[Données de travail]:
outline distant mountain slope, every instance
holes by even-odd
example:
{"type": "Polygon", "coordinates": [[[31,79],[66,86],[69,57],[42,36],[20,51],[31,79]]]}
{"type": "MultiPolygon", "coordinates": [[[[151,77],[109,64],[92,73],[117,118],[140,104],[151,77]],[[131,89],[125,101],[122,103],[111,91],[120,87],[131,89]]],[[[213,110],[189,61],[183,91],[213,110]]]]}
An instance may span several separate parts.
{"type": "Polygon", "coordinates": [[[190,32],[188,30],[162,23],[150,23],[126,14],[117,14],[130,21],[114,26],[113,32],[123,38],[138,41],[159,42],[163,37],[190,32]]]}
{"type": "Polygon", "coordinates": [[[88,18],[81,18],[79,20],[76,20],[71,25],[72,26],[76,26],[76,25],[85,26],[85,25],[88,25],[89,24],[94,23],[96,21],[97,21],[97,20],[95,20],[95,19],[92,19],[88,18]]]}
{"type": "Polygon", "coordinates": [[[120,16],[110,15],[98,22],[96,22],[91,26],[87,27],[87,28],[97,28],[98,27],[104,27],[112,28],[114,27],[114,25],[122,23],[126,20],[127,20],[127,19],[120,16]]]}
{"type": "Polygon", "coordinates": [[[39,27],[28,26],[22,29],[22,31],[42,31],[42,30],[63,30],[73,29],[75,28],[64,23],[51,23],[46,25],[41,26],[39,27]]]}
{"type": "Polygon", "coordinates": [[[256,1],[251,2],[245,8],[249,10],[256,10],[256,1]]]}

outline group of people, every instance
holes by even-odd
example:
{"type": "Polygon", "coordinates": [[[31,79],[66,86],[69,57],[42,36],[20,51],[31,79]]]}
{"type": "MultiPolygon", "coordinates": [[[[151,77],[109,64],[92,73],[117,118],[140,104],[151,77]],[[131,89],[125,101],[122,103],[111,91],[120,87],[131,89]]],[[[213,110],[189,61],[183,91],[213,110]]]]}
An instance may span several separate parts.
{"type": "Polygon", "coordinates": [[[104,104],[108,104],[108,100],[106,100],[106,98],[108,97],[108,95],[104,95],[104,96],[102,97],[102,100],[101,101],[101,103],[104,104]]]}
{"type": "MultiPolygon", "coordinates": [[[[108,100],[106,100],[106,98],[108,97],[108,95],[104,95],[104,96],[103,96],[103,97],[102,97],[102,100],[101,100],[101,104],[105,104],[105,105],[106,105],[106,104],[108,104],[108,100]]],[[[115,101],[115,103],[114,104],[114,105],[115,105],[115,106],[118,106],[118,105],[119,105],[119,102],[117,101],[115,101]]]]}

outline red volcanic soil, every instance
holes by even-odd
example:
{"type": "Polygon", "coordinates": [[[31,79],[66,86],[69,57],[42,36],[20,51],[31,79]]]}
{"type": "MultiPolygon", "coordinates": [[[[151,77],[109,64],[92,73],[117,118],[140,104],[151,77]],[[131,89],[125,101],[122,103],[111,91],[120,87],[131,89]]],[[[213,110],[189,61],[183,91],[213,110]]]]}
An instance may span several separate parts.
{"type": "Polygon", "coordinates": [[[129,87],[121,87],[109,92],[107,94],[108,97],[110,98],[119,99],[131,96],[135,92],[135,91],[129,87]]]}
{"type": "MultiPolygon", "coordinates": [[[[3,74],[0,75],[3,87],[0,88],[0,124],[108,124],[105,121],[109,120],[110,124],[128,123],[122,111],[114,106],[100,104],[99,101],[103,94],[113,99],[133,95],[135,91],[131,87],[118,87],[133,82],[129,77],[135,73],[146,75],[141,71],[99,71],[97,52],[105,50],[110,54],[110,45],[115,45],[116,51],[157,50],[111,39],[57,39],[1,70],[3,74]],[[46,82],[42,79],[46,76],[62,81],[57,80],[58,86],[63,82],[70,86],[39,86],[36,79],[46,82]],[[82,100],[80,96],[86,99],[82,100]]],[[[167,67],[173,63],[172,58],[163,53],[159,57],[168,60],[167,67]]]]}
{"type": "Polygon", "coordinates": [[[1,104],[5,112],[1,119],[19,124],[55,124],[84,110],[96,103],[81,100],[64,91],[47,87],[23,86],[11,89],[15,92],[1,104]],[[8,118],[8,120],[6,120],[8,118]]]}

[Consigne]: Indiquez combien de lignes des items contiennent le mot "every", en respectant la casse. Donnez seulement ce nombre.

[Corrigé]: 3